WORK ITEM> What is needed is a word-for-word copy of the records below.

[Stored data]

····················

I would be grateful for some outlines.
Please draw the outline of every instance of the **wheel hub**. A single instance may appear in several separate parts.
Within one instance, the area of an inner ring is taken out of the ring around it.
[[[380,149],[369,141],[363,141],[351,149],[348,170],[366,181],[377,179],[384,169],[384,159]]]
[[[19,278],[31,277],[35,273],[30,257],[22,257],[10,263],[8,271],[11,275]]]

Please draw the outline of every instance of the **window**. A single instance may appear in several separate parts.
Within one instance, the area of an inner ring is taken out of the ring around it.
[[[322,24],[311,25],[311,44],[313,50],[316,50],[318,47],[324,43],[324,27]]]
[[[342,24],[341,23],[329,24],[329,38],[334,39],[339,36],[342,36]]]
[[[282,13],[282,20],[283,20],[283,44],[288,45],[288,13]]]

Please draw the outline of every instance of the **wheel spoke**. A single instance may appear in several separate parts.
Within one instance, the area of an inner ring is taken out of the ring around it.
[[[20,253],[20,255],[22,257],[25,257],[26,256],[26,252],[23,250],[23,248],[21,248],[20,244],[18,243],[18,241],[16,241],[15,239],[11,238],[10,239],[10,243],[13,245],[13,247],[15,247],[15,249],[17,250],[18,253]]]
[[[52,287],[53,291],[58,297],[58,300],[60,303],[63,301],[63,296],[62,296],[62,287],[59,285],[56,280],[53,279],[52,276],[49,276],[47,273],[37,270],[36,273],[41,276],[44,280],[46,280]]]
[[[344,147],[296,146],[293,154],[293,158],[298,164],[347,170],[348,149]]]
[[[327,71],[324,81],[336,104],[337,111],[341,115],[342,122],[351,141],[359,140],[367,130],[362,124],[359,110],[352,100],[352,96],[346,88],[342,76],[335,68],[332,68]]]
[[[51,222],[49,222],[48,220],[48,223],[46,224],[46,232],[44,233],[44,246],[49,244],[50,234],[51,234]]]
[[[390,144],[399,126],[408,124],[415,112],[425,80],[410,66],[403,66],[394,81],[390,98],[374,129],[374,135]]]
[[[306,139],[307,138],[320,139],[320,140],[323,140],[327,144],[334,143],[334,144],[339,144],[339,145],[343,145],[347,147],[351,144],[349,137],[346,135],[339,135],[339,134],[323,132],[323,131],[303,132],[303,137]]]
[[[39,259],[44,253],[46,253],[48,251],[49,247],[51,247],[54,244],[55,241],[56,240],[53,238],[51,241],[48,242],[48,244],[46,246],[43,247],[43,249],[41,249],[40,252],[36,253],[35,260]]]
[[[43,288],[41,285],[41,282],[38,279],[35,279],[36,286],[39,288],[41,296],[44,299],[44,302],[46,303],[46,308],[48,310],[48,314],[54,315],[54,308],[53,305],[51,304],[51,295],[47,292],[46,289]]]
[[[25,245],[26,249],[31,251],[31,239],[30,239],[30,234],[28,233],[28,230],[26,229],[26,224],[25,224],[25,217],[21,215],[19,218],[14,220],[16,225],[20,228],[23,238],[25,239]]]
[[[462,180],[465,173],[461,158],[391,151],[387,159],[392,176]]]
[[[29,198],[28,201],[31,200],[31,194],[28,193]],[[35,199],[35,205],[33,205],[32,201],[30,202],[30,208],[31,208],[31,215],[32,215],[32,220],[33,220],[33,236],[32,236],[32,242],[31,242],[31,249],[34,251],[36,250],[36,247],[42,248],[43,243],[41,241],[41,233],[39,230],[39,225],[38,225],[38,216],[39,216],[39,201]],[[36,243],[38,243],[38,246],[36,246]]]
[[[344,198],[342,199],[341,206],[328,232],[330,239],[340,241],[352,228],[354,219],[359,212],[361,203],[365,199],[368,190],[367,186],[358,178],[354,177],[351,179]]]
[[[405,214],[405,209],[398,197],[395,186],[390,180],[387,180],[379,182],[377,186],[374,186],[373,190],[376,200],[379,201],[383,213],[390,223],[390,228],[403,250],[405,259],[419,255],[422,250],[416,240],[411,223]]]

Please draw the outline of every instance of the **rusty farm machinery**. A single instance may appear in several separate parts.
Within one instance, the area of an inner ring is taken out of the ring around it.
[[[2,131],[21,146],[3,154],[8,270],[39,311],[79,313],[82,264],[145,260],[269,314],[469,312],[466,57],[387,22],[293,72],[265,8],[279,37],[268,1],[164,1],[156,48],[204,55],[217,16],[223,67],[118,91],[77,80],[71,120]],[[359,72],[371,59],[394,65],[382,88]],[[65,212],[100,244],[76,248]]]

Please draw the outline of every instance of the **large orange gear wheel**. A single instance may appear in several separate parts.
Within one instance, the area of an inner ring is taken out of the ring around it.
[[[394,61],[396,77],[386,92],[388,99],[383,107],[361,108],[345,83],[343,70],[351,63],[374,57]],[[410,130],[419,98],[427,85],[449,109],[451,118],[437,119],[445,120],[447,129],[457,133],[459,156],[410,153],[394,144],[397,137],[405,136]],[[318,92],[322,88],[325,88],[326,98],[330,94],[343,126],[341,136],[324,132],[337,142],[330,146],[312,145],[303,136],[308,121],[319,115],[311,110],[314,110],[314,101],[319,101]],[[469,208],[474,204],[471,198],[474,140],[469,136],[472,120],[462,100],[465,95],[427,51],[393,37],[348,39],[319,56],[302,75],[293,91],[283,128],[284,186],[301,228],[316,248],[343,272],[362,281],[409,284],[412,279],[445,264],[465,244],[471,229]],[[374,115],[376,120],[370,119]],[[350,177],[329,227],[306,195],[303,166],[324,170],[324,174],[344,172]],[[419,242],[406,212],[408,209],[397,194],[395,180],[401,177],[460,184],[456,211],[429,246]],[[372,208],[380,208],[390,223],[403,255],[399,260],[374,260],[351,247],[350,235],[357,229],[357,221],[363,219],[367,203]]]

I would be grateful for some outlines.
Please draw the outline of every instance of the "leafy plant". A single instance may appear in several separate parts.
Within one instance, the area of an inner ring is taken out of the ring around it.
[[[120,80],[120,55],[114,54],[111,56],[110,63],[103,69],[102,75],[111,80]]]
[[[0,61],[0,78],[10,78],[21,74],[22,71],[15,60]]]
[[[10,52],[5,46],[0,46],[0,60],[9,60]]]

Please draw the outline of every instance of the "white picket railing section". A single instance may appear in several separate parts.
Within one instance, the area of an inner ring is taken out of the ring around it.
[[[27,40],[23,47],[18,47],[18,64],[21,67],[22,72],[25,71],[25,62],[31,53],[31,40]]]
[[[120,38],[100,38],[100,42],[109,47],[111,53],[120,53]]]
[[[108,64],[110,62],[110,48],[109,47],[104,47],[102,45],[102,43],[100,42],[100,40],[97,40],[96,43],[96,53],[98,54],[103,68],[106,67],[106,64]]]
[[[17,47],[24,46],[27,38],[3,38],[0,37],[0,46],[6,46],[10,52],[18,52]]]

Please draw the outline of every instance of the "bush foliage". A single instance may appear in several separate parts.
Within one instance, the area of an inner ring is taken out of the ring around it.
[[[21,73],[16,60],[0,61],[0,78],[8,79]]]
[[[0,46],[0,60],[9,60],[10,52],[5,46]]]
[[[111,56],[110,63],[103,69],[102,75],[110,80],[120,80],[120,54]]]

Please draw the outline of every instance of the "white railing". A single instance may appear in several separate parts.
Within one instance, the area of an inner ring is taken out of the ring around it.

····················

SOLUTION>
I would be grateful for some outlines.
Please draw the outline of every instance of the **wheel hub**. A single instance may appear in several separate parts.
Within one instance, the area of an inner ring is taken out of the ring around it.
[[[380,149],[369,141],[363,141],[351,149],[348,170],[366,181],[377,179],[384,169],[384,159]]]
[[[19,278],[31,277],[35,273],[30,257],[22,257],[10,263],[8,271],[11,275]]]

Please draw the outline of every instance of the **window**. A single instance may appear in several separate parts.
Within one instance, the area of an inner ring is taken out of the ring around it.
[[[322,24],[311,25],[311,44],[313,50],[316,50],[318,47],[324,43],[324,27]]]
[[[342,24],[341,23],[329,24],[329,38],[334,39],[339,36],[342,36]]]
[[[282,13],[282,20],[283,20],[283,44],[288,45],[288,13]]]

Please draw the outline of every instance of the **wheel spoke**. A single instance may appear in several separate parts.
Within one instance, the area of an inner ring is taken out of the ring around it.
[[[20,253],[20,255],[22,257],[25,257],[26,256],[26,252],[23,250],[23,248],[21,248],[20,244],[18,243],[18,241],[16,241],[15,239],[11,238],[10,239],[10,243],[13,245],[13,247],[15,247],[15,249],[17,250],[18,253]]]
[[[52,287],[53,291],[58,297],[58,300],[60,303],[63,301],[63,296],[62,296],[62,287],[59,285],[56,280],[53,279],[52,276],[49,276],[47,273],[37,270],[36,273],[41,276],[44,280],[46,280]]]
[[[344,147],[296,146],[293,154],[293,158],[298,164],[347,170],[348,149]]]
[[[327,71],[324,81],[336,104],[337,111],[341,115],[342,122],[351,141],[359,140],[367,130],[362,124],[359,110],[352,100],[352,96],[346,88],[342,76],[335,68],[332,68]]]
[[[51,222],[49,222],[48,220],[48,223],[46,224],[46,232],[44,233],[44,246],[49,244],[50,234],[51,234]]]
[[[390,144],[399,126],[408,124],[415,112],[425,80],[410,66],[403,66],[394,81],[390,98],[374,129],[374,135]]]
[[[306,139],[307,138],[320,139],[320,140],[323,140],[327,144],[334,143],[334,144],[339,144],[339,145],[343,145],[347,147],[351,144],[349,137],[346,135],[339,135],[339,134],[323,132],[323,131],[303,132],[303,137]]]
[[[39,259],[44,253],[46,253],[48,251],[49,247],[51,247],[54,244],[55,241],[56,240],[53,238],[51,241],[48,242],[48,244],[46,246],[43,247],[43,249],[41,249],[40,252],[36,253],[35,260]]]
[[[43,288],[41,285],[41,282],[38,279],[35,279],[36,286],[39,288],[41,296],[44,299],[44,302],[46,303],[46,308],[48,310],[48,314],[54,315],[54,308],[53,305],[51,304],[51,295],[47,292],[46,289]]]
[[[25,245],[26,249],[31,251],[31,239],[30,239],[30,234],[28,233],[28,230],[26,229],[26,224],[25,224],[25,217],[21,215],[19,218],[14,220],[16,225],[20,228],[23,238],[25,239]]]
[[[462,180],[465,173],[461,158],[391,151],[387,159],[392,176]]]
[[[29,198],[28,201],[31,200],[31,194],[28,193]],[[35,199],[35,205],[33,205],[32,201],[30,202],[30,208],[31,208],[31,215],[32,215],[32,220],[33,220],[33,236],[32,236],[32,242],[31,242],[31,249],[34,251],[36,250],[36,247],[42,248],[43,243],[41,241],[41,233],[39,230],[39,225],[38,225],[38,216],[39,216],[39,201]],[[36,243],[38,243],[38,246],[36,246]]]
[[[344,198],[342,199],[341,206],[328,232],[330,239],[340,241],[352,228],[354,219],[359,212],[361,203],[365,199],[368,190],[367,186],[358,178],[354,177],[351,179]]]
[[[405,214],[405,209],[398,197],[395,186],[390,180],[387,180],[379,182],[377,186],[374,186],[373,190],[376,200],[379,201],[383,213],[390,223],[390,228],[403,250],[405,259],[419,255],[422,250],[416,240],[411,223]]]

Please draw the outline of every instance of the **rusty farm machinery**. A single instance may appear in several separate parts.
Within one instance, the area of an inner ring is taken out of the ring around it.
[[[2,131],[21,146],[3,154],[8,270],[39,311],[79,313],[82,264],[145,260],[269,314],[469,312],[466,57],[387,22],[293,72],[265,8],[279,37],[268,1],[164,1],[156,48],[204,55],[217,16],[223,67],[118,91],[77,80],[71,120]],[[359,72],[371,59],[394,65],[382,88]],[[65,212],[100,244],[76,248]]]

Please draw the outline of every instance of the **large orange gear wheel**. A single instance may appear in several separate parts.
Within one instance, the area of an inner ring is taken out of the ring around it.
[[[394,61],[396,77],[386,92],[388,99],[383,107],[361,108],[345,83],[343,70],[351,63],[374,57]],[[410,130],[419,98],[427,85],[449,109],[451,118],[437,119],[445,120],[447,129],[457,133],[459,156],[410,153],[394,144],[397,137],[405,136]],[[318,92],[322,88],[325,88],[326,98],[330,94],[343,126],[341,136],[324,132],[337,142],[330,146],[312,145],[303,136],[308,121],[319,115],[311,110],[314,110],[314,101],[319,101]],[[469,208],[474,204],[471,198],[474,140],[469,136],[472,120],[462,100],[465,95],[427,51],[393,37],[348,39],[319,56],[302,75],[293,91],[283,128],[284,186],[301,228],[316,248],[343,272],[362,281],[409,284],[412,279],[445,264],[465,244],[471,229]],[[374,115],[376,120],[370,119]],[[350,177],[329,227],[306,195],[303,166],[324,170],[324,174],[344,172]],[[419,242],[406,212],[408,209],[397,194],[395,180],[401,177],[460,184],[456,211],[429,246]],[[372,208],[380,208],[390,223],[403,255],[399,260],[374,260],[351,247],[350,235],[357,229],[357,221],[363,219],[367,203]]]

I would be grateful for some outlines.
Please draw the outline of every instance of the "leafy plant". A single instance may appear in several separate parts.
Within one instance, the area of an inner ring is taken out of the ring around it.
[[[120,80],[120,55],[114,54],[111,56],[110,63],[103,69],[102,75],[111,80]]]
[[[0,61],[0,78],[10,78],[21,74],[22,71],[15,60]]]
[[[10,52],[5,46],[0,46],[0,60],[9,60]]]

Please draw the outline of every instance of the "white picket railing section". A single instance may appear in several separate parts.
Within one instance, the area of an inner ring is taken out of the ring around it.
[[[27,40],[23,47],[18,47],[18,64],[21,67],[22,72],[25,71],[25,62],[31,53],[31,40]]]
[[[120,38],[100,38],[100,42],[109,47],[111,53],[120,53]]]
[[[108,64],[110,62],[110,48],[109,47],[104,47],[102,45],[102,43],[100,42],[100,40],[97,40],[96,43],[96,53],[98,54],[103,68],[106,67],[106,64]]]
[[[17,47],[24,46],[27,38],[3,38],[0,37],[0,46],[6,46],[10,52],[18,52]]]

Please draw the outline of every instance of the "bush foliage". A single instance may appear in several separate parts.
Within one instance, the area of an inner ring is taken out of the ring around it.
[[[21,73],[16,60],[0,61],[0,78],[8,79]]]
[[[0,46],[0,60],[9,60],[10,52],[5,46]]]
[[[111,56],[110,63],[103,69],[102,75],[110,80],[120,80],[120,54]]]

Please draw the outline of every instance of the "white railing". A single instance may appear in several separate parts.
Within one instance, the area of an inner ring is taken out of the ring around it.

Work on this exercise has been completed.